Task:
Output the lines that follow exactly as they are.

Rows from a pointing dataset:
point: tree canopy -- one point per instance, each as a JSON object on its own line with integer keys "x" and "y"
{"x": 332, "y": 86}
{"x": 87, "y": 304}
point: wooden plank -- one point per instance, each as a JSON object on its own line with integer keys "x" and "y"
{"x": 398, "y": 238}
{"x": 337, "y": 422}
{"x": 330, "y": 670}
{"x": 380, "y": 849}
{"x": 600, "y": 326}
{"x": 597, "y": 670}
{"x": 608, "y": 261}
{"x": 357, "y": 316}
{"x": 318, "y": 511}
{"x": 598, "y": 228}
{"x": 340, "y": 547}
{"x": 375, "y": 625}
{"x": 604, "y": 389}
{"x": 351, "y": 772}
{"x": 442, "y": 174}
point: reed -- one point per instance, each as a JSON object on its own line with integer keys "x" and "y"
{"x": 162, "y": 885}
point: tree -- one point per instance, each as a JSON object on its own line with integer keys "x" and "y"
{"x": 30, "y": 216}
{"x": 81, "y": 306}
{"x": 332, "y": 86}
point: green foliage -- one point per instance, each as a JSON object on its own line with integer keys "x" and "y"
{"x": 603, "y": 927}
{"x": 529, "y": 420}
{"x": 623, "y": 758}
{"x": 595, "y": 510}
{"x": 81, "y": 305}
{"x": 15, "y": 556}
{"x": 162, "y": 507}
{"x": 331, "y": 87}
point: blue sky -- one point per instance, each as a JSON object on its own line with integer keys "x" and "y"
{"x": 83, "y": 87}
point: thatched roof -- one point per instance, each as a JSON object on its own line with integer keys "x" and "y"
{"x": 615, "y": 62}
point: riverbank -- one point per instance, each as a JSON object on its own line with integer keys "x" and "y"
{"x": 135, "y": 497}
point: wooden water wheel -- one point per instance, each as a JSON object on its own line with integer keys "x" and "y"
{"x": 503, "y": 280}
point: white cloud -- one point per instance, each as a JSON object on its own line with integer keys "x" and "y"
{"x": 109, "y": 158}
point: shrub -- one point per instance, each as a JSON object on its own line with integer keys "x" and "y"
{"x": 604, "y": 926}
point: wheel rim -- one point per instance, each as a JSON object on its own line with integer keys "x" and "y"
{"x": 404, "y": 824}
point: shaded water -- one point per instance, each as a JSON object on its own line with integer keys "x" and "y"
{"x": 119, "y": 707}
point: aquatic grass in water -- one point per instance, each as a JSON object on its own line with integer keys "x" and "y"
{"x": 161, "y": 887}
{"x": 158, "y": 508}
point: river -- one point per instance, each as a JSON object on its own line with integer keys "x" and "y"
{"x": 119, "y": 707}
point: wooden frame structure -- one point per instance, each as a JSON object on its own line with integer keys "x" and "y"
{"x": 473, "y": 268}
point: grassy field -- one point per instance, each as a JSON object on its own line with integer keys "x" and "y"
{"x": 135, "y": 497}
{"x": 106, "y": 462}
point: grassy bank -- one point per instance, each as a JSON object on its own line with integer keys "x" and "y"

Solved problem:
point: tree canopy -- one point per instance, each as a JSON object on its own line with integer keys "x" and "y"
{"x": 332, "y": 86}
{"x": 87, "y": 304}
point: wooden plank -- one point per instance, each as a JSON object on its own line with integer keys "x" and "y"
{"x": 398, "y": 238}
{"x": 337, "y": 422}
{"x": 330, "y": 670}
{"x": 380, "y": 849}
{"x": 600, "y": 326}
{"x": 597, "y": 670}
{"x": 608, "y": 261}
{"x": 357, "y": 316}
{"x": 318, "y": 511}
{"x": 598, "y": 228}
{"x": 340, "y": 547}
{"x": 375, "y": 625}
{"x": 604, "y": 389}
{"x": 351, "y": 772}
{"x": 442, "y": 174}
point: reed -- one point per instance, each as a JSON object on its own line with integer keys "x" and "y"
{"x": 162, "y": 885}
point: tree -- one point per instance, each as a JSON object on its own line with integer keys "x" and "y"
{"x": 30, "y": 216}
{"x": 81, "y": 306}
{"x": 332, "y": 86}
point: green foliage -- one point per instance, each as a JSON object on its own line with integer keys "x" and "y"
{"x": 603, "y": 927}
{"x": 529, "y": 420}
{"x": 623, "y": 758}
{"x": 595, "y": 510}
{"x": 81, "y": 305}
{"x": 15, "y": 556}
{"x": 162, "y": 507}
{"x": 331, "y": 87}
point: blue sky -- one point per instance, each as a JSON object on its own line with integer keys "x" and "y"
{"x": 83, "y": 87}
point: thatched roof -- one point per instance, each as a JSON object on its own line with integer keys "x" and "y"
{"x": 615, "y": 62}
point: riverbank -- one point per instance, each as a JSON object on its own line with integer keys "x" and "y"
{"x": 135, "y": 497}
point: wooden water wheel -- one point per instance, each as a JSON object on its own line with integer keys "x" and "y"
{"x": 503, "y": 280}
point: white cloud -- one point per instance, each as a JSON object on its own line with integer keys "x" and "y"
{"x": 109, "y": 158}
point: shrub -- one point per instance, each as a JSON object on its own line with integer keys "x" and "y"
{"x": 604, "y": 926}
point: wheel rim -- one point per instance, each as a JSON object on its own line with integer keys "x" and "y"
{"x": 404, "y": 824}
point: shaded water -- one point per instance, each as a JSON object on its own line with integer keys "x" and "y"
{"x": 119, "y": 707}
point: aquatic grass in water -- one point per instance, each as a JSON object on its own line with integer keys "x" and "y"
{"x": 161, "y": 887}
{"x": 158, "y": 508}
point: river -- one point per instance, each as a JSON object on its own line with integer keys "x" and "y"
{"x": 119, "y": 707}
point: wooden frame structure -- one point per instance, each as a JSON object on its own line with integer keys "x" and "y"
{"x": 473, "y": 268}
point: grassy field -- one point per instance, each as a JSON object on its own line with integer keys "x" and "y"
{"x": 135, "y": 497}
{"x": 106, "y": 462}
point: grassy bank -- one point per instance, each as a JSON object on its own line with integer keys "x" and "y"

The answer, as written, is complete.